=== TASK GOAL ===
Exactly as they appear, output all of the records. Skip any images.
════════
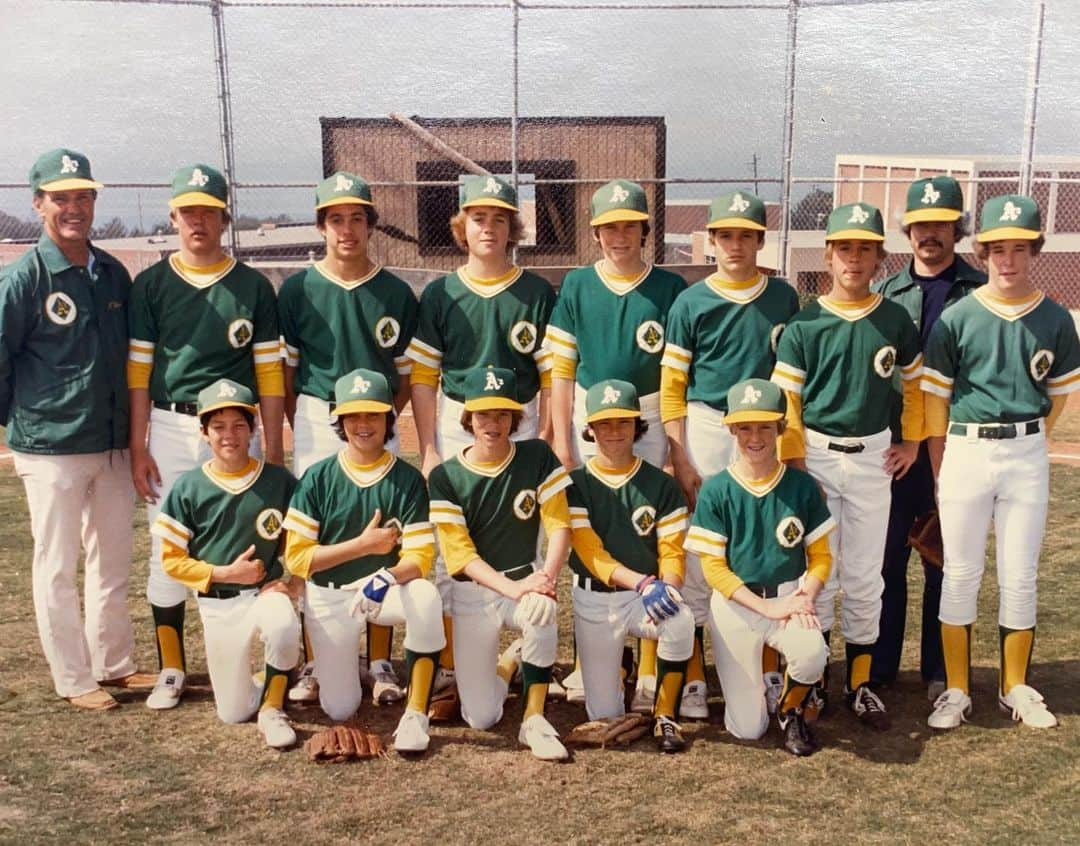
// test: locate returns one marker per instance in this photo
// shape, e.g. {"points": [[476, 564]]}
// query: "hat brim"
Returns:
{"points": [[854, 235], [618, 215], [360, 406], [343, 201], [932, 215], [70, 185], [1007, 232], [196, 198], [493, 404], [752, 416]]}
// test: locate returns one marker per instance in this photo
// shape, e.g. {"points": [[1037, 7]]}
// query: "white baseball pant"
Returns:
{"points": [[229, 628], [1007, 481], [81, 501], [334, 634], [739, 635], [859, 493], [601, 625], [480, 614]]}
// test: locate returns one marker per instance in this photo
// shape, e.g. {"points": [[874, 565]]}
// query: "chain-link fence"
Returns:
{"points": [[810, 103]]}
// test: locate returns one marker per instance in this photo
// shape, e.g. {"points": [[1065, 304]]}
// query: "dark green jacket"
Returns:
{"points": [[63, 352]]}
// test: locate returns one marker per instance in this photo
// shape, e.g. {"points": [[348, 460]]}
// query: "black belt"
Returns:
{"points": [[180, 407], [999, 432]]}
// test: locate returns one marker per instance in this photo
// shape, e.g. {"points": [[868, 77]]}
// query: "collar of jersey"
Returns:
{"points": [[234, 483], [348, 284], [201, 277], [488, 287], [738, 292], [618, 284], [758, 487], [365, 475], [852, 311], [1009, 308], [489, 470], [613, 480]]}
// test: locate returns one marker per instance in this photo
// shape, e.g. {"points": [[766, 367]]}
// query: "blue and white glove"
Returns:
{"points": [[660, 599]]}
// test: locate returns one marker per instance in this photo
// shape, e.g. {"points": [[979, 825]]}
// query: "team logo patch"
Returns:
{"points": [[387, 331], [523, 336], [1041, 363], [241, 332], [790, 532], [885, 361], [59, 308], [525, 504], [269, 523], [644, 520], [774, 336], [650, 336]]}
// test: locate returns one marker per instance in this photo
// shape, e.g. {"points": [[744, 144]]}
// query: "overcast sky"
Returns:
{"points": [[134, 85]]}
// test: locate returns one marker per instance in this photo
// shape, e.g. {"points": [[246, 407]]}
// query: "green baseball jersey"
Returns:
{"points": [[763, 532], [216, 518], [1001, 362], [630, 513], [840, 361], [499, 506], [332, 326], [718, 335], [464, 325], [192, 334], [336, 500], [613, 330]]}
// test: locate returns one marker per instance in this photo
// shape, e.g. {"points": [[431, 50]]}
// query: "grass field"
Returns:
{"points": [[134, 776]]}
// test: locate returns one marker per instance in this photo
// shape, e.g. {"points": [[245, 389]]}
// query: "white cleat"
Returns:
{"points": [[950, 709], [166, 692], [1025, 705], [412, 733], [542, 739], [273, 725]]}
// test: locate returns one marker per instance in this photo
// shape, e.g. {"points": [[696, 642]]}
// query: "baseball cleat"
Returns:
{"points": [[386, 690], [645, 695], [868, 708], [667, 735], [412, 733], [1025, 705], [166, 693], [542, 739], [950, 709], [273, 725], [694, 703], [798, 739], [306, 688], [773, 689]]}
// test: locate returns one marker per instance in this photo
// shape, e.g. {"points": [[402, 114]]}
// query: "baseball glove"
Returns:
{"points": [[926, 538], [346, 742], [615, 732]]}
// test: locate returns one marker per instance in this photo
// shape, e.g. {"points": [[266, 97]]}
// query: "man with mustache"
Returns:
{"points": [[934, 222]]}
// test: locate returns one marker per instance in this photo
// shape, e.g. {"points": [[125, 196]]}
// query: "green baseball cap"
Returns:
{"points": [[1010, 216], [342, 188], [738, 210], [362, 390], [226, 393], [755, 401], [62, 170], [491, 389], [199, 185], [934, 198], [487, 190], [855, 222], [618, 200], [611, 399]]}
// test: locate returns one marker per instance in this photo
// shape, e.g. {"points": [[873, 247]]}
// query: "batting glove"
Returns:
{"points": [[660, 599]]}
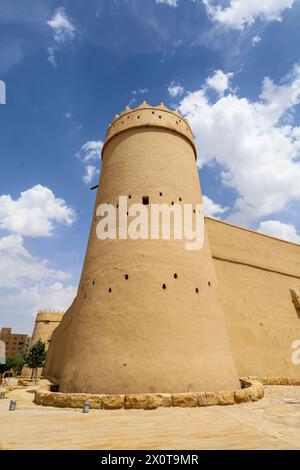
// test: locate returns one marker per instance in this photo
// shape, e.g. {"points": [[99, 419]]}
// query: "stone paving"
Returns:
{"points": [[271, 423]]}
════════
=== THE RESULT ===
// test: locate returns one marker per instance in this photo
// shape, e.g. {"points": [[476, 564]]}
// query: "hat brim"
Returns:
{"points": [[854, 235], [618, 215], [360, 406], [343, 201], [932, 215], [70, 185], [1007, 232], [196, 198], [493, 404], [752, 416]]}
// test: locate returns one marker per instance in this photo
// shape, e.g. {"points": [[1037, 7]]}
// query: "white baseball pant"
Returns:
{"points": [[229, 628], [1007, 481], [81, 501], [334, 634], [739, 635], [859, 493], [601, 625], [480, 614]]}
// test: locate returns one marker per instance in this photo
// shape, e.g. {"points": [[874, 565]]}
// query: "chain-link fence"
Returns:
{"points": [[810, 103]]}
// test: locate returns one marker per instance in this photo
// shape, e.g. {"points": [[1065, 304]]}
// query: "dark green jacket"
Returns:
{"points": [[63, 352]]}
// test: locate returns one marker per instance in this photo
// shape, e.g. {"points": [[348, 460]]}
// query: "black belt"
Returns:
{"points": [[180, 407], [999, 432]]}
// test: locate returns one marker per instance in this photo
// shape, e.g. {"points": [[868, 77]]}
// query: "collar of jersey"
Returns:
{"points": [[234, 483], [348, 284], [201, 277], [488, 287], [738, 292], [618, 284], [758, 487], [365, 475], [852, 311], [1009, 308], [489, 470], [613, 480]]}
// test: locate returns one marker per instance in this photo
// shape, e.g. {"points": [[766, 367]]}
// query: "blue and white glove"
Returns:
{"points": [[660, 599]]}
// test: locate returns one marker per instance in this photo
// shape, e.g. {"points": [[979, 825]]}
// query: "team logo patch"
Returns:
{"points": [[387, 331], [523, 336], [1041, 363], [241, 332], [790, 532], [885, 361], [59, 308], [525, 504], [269, 523], [644, 520], [774, 336], [650, 336]]}
// test: locate returns one marker per instance in this photo
// shape, e.g. {"points": [[744, 144]]}
// query: "overcast sky"
Returns:
{"points": [[134, 85]]}
// test: locate returns one marker per instance in this photo
// shape, e.g. {"points": [[246, 407]]}
// query: "green baseball jersey"
Returns:
{"points": [[763, 532], [216, 518], [1001, 362], [630, 513], [840, 361], [499, 506], [332, 326], [718, 335], [464, 325], [192, 334], [336, 500], [613, 330]]}
// test: locate returns one marker per instance in this photo
// shape, e.g. {"points": [[431, 50]]}
// query: "grass field"
Returns:
{"points": [[134, 776]]}
// test: locate returns one marker per instance in this photo
// shape, e.g. {"points": [[245, 389]]}
// query: "white cleat"
Returns:
{"points": [[950, 709], [166, 692], [1025, 705], [412, 733], [542, 739], [273, 725]]}
// test: locate returns one marker per instance in this photo
// shape, e.g. {"points": [[696, 642]]}
// query: "baseball cleat"
Returns:
{"points": [[386, 690], [645, 695], [868, 708], [667, 735], [412, 733], [1025, 705], [166, 693], [542, 739], [950, 709], [273, 725], [694, 703], [798, 739], [306, 688], [773, 689]]}
// test: locate returns one marker per instance in this photo
// shape, e.g. {"points": [[402, 114]]}
// query: "baseball glove"
Returns:
{"points": [[926, 538], [346, 742], [615, 732]]}
// test: locate returns one marker per instance in this photo
// shape, e.g. {"points": [[266, 97]]}
// query: "man with mustache"
Returns:
{"points": [[934, 222]]}
// test: locate returns one marker per instance in this photo
// shape, e.g. {"points": [[125, 196]]}
// query: "green baseball cap"
Returns:
{"points": [[1010, 216], [342, 188], [738, 210], [362, 390], [226, 393], [755, 401], [62, 170], [491, 389], [199, 185], [934, 198], [487, 190], [855, 222], [618, 200], [611, 399]]}
// test: locate returns one marker per instance in this photo
// shape, e.g. {"points": [[873, 247]]}
// query: "batting glove"
Returns:
{"points": [[660, 599]]}
// test: locate returns one marker per instance in this photo
// shape, e.g. {"points": [[99, 419]]}
// query: "stone paving"
Returns:
{"points": [[271, 423]]}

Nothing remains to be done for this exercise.